Inherits routing logic (:meth:route_tokens_to_experts) and forward pass from :class:CalibrationGlmMoeDsaMoE, overriding only expert creation to use Glm4MoeLiteMLP modules.

Source code in src/llmcompressor/modeling/glm_moe_dsa.py

def __init__(
    self,
    original: GlmMoeDsaMoE,
    config: GlmMoeDsaConfig,
    calibrate_all_experts: bool = True,
):
    super().__init__()
    self.top_k = config.num_experts_per_tok
    self.num_experts = self._get_num_experts(config)
    self.n_routed_experts = config.n_routed_experts
    self.n_group = config.n_group
    self.topk_group = config.topk_group
    self.norm_topk_prob = config.norm_topk_prob
    self.routed_scaling_factor = config.routed_scaling_factor

    self.experts = self._make_experts(config, original.experts)
    self.gate = original.gate
    self.shared_experts = original.shared_experts
    self.calibrate_all_experts = calibrate_all_experts

SequentialGlm4MoeLiteExperts

SequentialGlm4MoeLiteExperts(
    config: Glm4MoeLiteConfig, original: Glm4MoeLiteNaiveMoe
)

• • • • • • •

Problems to work on
A – From the excerpt above, copy the text that begins at the words "self.n_routed_experts = config.n_routed_experts" and ends after the words "self.experts = self._make_experts(config, original.experts)".
B – In the excerpt above, list every attribute that the constructor reads directly from config using dot notation.

Recorded data
• • • • • • •

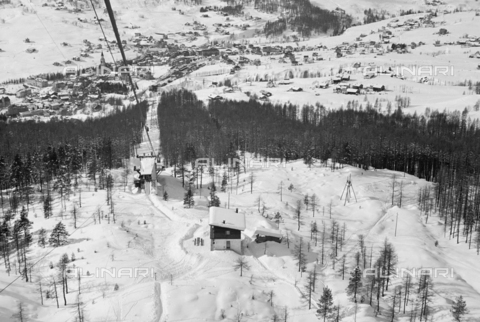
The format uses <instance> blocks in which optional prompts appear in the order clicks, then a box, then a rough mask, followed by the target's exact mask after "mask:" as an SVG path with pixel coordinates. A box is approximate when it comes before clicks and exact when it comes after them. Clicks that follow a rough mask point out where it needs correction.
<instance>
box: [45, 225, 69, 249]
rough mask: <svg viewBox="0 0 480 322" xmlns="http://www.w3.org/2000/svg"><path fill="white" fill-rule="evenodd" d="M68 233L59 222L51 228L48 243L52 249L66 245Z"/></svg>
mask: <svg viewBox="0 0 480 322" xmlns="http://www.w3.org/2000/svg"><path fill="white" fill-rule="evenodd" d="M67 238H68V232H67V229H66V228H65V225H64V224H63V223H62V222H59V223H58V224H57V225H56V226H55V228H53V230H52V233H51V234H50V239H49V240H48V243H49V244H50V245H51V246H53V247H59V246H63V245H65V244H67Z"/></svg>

• • • • • • •

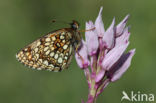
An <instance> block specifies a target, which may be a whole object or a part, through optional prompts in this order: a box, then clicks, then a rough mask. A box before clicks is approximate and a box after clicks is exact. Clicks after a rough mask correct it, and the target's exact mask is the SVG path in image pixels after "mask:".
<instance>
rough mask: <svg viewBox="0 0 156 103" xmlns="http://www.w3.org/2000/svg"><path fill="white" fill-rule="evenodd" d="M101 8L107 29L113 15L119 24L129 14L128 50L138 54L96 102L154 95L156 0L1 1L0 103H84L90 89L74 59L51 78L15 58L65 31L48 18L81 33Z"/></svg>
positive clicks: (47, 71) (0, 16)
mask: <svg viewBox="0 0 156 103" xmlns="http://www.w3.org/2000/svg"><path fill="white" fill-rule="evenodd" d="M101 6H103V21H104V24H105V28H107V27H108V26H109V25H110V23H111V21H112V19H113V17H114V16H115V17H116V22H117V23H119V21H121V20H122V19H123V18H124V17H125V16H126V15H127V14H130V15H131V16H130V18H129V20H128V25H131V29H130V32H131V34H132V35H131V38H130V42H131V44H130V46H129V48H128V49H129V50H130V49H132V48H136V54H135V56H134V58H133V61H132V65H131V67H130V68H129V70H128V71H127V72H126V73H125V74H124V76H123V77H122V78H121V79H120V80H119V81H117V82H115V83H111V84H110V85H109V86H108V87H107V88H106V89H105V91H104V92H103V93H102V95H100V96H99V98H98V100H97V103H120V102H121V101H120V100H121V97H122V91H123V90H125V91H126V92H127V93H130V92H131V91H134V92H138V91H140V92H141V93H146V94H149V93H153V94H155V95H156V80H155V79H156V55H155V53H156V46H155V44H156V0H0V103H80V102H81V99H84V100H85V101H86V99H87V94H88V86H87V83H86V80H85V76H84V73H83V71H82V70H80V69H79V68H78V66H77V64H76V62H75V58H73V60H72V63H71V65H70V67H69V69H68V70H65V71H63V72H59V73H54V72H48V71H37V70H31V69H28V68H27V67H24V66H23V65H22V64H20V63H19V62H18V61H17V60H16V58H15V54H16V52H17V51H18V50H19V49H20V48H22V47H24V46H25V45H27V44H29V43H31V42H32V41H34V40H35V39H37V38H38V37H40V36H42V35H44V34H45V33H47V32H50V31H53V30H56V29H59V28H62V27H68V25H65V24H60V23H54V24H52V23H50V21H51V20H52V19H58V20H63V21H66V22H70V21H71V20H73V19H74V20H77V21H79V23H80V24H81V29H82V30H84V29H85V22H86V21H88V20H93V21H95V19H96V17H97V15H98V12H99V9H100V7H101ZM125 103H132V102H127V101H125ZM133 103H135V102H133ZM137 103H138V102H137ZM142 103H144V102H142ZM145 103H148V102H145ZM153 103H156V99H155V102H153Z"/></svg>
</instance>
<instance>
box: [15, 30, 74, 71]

• • • • • • •

List of answers
A –
self.n_routed_experts = config.n_routed_experts
    self.n_group = config.n_group
    self.topk_group = config.topk_group
    self.norm_topk_prob = config.norm_topk_prob
    self.routed_scaling_factor = config.routed_scaling_factor

    self.experts = self._make_experts(config, original.experts)

B –
- num_experts_per_tok
- n_routed_experts
- n_group
- topk_group
- norm_topk_prob
- routed_scaling_factor